§ **DATA FOR THIS EXERCISE**:

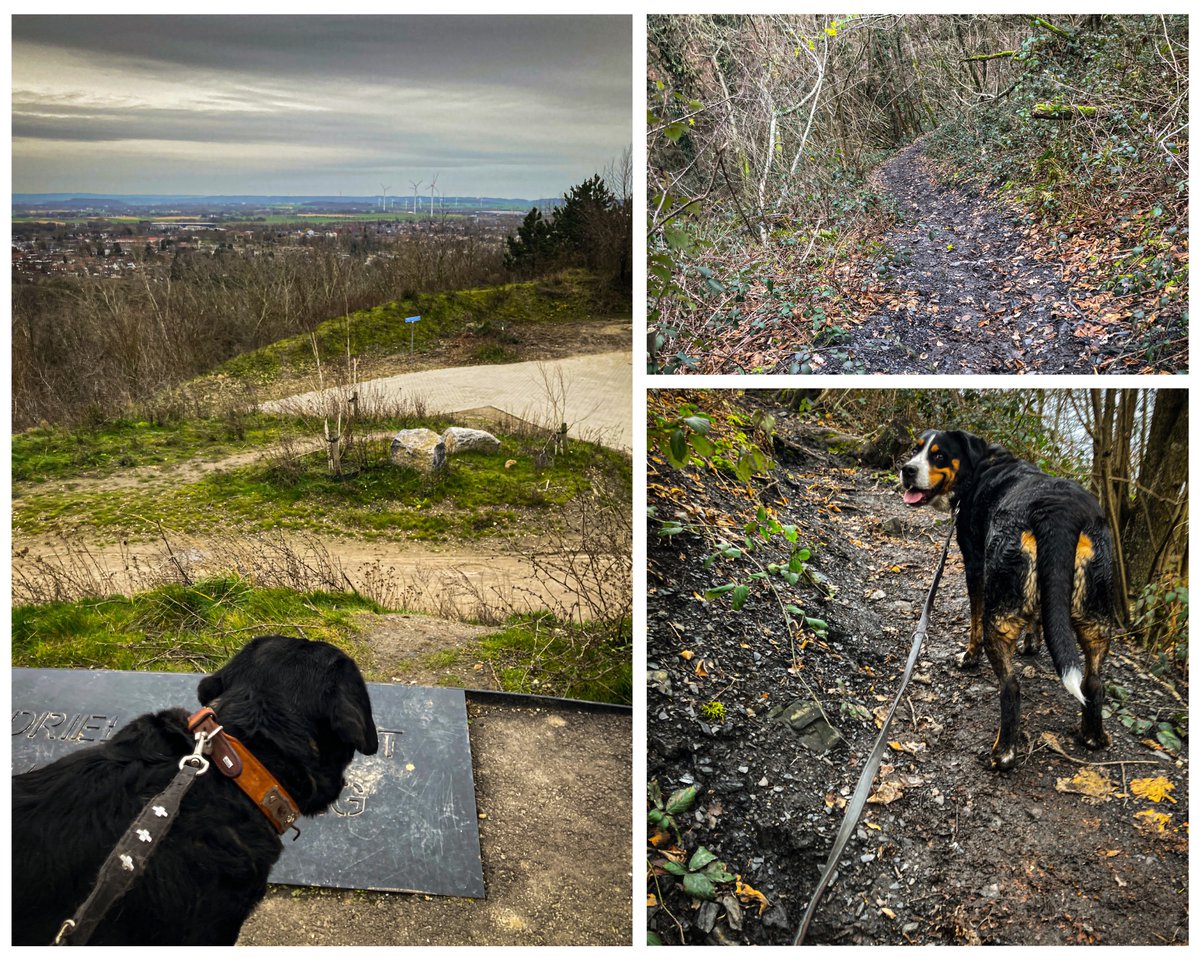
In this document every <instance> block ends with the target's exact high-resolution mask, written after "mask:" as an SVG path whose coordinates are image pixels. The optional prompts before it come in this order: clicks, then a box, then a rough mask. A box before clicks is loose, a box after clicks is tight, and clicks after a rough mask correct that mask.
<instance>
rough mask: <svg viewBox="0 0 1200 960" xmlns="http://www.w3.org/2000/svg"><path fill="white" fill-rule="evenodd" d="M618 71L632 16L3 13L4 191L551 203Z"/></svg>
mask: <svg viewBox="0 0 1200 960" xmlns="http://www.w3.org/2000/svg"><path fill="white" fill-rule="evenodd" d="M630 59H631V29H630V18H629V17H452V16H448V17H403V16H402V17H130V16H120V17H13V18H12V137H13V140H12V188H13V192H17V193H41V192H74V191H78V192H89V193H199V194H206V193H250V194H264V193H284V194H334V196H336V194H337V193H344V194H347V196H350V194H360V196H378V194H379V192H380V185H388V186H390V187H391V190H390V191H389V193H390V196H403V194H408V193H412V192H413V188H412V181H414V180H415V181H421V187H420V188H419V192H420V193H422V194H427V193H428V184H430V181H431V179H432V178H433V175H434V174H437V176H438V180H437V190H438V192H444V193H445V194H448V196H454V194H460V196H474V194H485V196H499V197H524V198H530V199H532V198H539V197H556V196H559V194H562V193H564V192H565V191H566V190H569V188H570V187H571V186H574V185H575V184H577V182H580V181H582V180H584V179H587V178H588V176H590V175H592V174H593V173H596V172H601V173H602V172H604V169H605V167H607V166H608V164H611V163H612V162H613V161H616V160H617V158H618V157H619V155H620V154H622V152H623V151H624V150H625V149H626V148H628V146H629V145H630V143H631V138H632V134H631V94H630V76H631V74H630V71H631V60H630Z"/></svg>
==
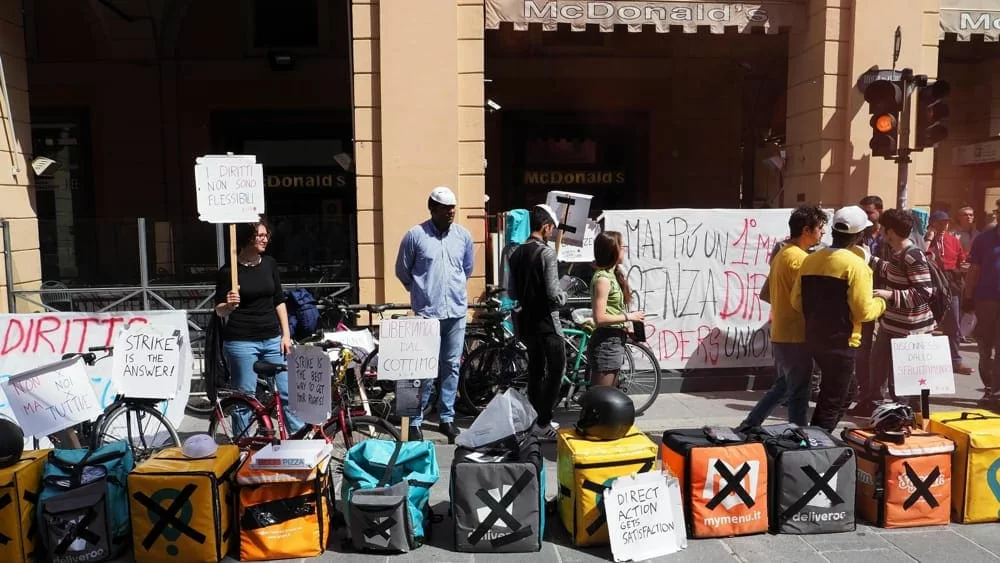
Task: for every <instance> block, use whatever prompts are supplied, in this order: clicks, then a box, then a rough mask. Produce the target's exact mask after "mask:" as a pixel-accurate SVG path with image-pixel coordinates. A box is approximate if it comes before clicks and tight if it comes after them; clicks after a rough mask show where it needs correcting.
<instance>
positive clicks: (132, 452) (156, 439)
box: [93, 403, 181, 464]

§ **WHAT TO DO**:
After reading each line of the data, give only the number of lines that include the word "prompts".

§ **OUTPUT**:
2